### What the exercise asks
Quote the blog text word for word, starting at "Procrastination is my" and ending at "in good hands.".

Repeat as often as you can get away with before Mum blows a fuse then:
- I sorry....kiss?
If they procrastinate about going to bed where do I start? Well it actually involves work - which is what I should be doing now - but hey there's the ironing...
17 comments:
I love that 'I need to tell you something!'. Now get on with the work!!
PS, Have just read your previous post. We've had extensive experience of epilepsy in the family and my youngest niece has absence seizures and is doing fine at the moment. Hope your family continue to get the help you need.. and congratulations on what you're doing in the 2009 London Marathon. (Runner trots - you don't want to know!!).
Procrastination is my full time occupation! I loved reading about the excuses used by The Boy and The Littlest not to go to bed. My two girls major on emotional blackmail at such times.
Like ChrisH I've just caught up with your previous blog too - it sounds a very scary experience. But The Boy sounds as if he's in good hands.
And congratulations about the London Marathon! It's my ultimate ambition to do it, so I'm extremely jealous that you've got a place. Lovely to be part of a team and for a good cause too.
As for runner's trots - not a sufferer myself luckily! It's one of those things that you find out once you start running, apparently! (See Running Made Easy by Susie Whalley)

[Dataset entries]
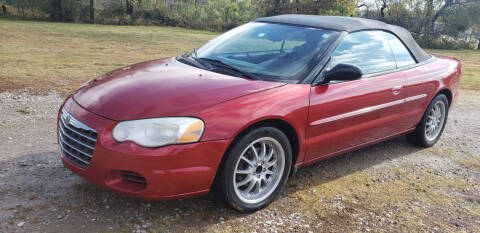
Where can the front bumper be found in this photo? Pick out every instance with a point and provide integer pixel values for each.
(173, 171)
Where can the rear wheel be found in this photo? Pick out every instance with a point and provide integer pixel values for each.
(255, 169)
(431, 126)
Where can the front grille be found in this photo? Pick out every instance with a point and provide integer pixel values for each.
(77, 140)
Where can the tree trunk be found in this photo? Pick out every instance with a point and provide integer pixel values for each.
(92, 11)
(382, 9)
(129, 7)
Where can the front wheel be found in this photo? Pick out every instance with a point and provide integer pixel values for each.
(255, 170)
(431, 126)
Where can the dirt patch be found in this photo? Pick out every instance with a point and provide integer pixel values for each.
(392, 186)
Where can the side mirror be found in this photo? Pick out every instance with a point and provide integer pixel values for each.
(343, 72)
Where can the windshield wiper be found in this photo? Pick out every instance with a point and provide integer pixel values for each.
(193, 61)
(230, 67)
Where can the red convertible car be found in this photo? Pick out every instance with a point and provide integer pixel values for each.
(242, 112)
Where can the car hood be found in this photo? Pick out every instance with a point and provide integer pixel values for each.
(162, 88)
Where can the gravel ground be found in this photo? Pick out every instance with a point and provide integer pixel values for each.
(392, 186)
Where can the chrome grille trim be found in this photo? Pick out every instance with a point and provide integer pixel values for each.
(77, 140)
(74, 147)
(77, 124)
(71, 138)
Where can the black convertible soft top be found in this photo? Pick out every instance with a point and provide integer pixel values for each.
(350, 24)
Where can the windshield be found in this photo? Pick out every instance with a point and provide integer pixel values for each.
(269, 51)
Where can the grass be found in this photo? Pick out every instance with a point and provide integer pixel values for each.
(471, 66)
(47, 56)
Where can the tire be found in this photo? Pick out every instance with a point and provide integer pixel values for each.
(239, 176)
(424, 137)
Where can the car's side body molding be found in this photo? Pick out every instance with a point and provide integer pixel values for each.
(367, 110)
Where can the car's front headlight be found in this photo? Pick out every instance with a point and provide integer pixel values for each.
(159, 131)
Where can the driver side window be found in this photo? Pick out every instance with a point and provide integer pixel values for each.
(368, 50)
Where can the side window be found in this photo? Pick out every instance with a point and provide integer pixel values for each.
(401, 53)
(368, 50)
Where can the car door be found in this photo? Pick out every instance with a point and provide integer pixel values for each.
(348, 114)
(419, 82)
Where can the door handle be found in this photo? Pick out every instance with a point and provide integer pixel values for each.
(396, 90)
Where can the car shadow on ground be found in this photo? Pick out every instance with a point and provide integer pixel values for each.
(72, 204)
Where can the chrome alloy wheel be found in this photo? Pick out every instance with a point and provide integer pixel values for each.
(435, 121)
(259, 170)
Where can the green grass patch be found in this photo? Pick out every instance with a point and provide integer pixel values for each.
(49, 56)
(61, 56)
(471, 66)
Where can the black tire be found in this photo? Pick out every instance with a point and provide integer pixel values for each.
(419, 136)
(224, 183)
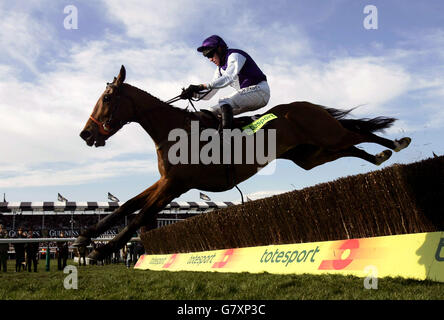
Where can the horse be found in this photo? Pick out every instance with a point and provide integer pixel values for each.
(305, 133)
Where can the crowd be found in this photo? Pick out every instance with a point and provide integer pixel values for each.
(27, 254)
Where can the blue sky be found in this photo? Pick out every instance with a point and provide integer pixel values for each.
(319, 51)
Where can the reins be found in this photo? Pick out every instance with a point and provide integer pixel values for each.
(190, 100)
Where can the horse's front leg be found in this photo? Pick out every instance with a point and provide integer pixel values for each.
(162, 193)
(112, 219)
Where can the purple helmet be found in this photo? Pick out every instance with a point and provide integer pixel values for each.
(211, 43)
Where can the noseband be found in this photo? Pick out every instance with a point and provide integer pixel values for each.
(105, 126)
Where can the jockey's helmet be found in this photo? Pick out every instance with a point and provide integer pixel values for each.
(210, 45)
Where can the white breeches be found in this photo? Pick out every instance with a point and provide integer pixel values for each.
(246, 99)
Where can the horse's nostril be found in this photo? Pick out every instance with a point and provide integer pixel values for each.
(85, 134)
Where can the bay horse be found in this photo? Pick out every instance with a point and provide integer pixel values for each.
(306, 133)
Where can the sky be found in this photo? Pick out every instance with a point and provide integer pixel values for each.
(57, 56)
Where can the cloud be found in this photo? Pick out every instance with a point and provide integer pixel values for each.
(21, 176)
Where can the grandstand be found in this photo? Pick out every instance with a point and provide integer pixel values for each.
(48, 219)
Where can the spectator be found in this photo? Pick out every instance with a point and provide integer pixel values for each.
(62, 253)
(31, 249)
(130, 254)
(3, 249)
(82, 254)
(19, 249)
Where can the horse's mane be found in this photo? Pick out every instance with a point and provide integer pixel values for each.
(159, 101)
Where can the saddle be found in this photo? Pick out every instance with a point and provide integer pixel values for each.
(208, 119)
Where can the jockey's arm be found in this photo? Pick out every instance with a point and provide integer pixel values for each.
(235, 63)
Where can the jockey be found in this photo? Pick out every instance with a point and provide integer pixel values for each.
(237, 69)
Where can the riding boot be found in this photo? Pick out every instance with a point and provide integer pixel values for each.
(227, 116)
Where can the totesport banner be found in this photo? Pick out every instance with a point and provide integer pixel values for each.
(417, 256)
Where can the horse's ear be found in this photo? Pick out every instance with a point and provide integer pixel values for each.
(121, 76)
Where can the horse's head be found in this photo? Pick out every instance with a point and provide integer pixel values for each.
(112, 111)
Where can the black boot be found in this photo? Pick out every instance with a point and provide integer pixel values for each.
(227, 116)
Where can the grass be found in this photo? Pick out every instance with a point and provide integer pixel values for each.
(119, 283)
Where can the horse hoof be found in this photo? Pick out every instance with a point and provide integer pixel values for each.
(383, 156)
(402, 144)
(81, 241)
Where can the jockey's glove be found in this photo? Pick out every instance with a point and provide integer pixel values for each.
(189, 92)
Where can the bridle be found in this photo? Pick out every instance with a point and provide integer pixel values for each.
(105, 126)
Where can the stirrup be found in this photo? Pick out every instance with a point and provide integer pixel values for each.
(227, 116)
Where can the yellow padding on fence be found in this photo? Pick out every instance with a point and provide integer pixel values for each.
(417, 256)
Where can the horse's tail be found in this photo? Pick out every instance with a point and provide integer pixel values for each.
(361, 125)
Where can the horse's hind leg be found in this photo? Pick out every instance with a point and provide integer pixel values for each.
(308, 157)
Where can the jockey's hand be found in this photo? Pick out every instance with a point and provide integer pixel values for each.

### Written solution
Procrastination is my full time occupation! I loved reading about the excuses used by The Boy and The Littlest not to go to bed. My two girls major on emotional blackmail at such times.
Like ChrisH I've just caught up with your previous blog too - it sounds a very scary experience. But The Boy sounds as if he's in good hands.